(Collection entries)
—————

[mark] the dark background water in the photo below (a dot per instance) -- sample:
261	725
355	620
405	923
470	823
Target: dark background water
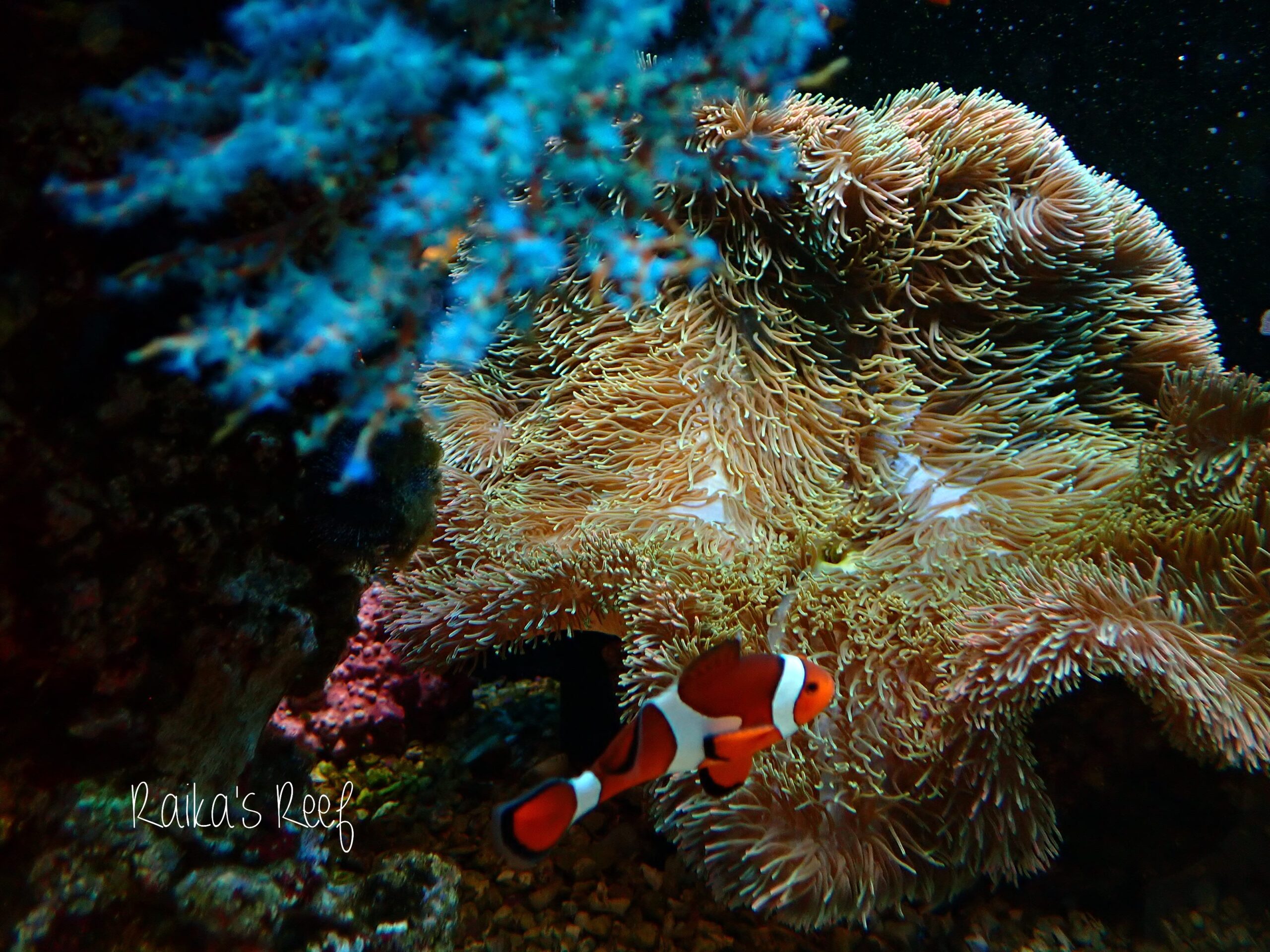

—————

* Set exercise: Reproduce every record above line for line, omitting the pictures.

* Result below:
[mark] the dark background water in the photo below (a dot per instance) -- sample:
261	725
355	620
405	923
470	823
Target: dark background water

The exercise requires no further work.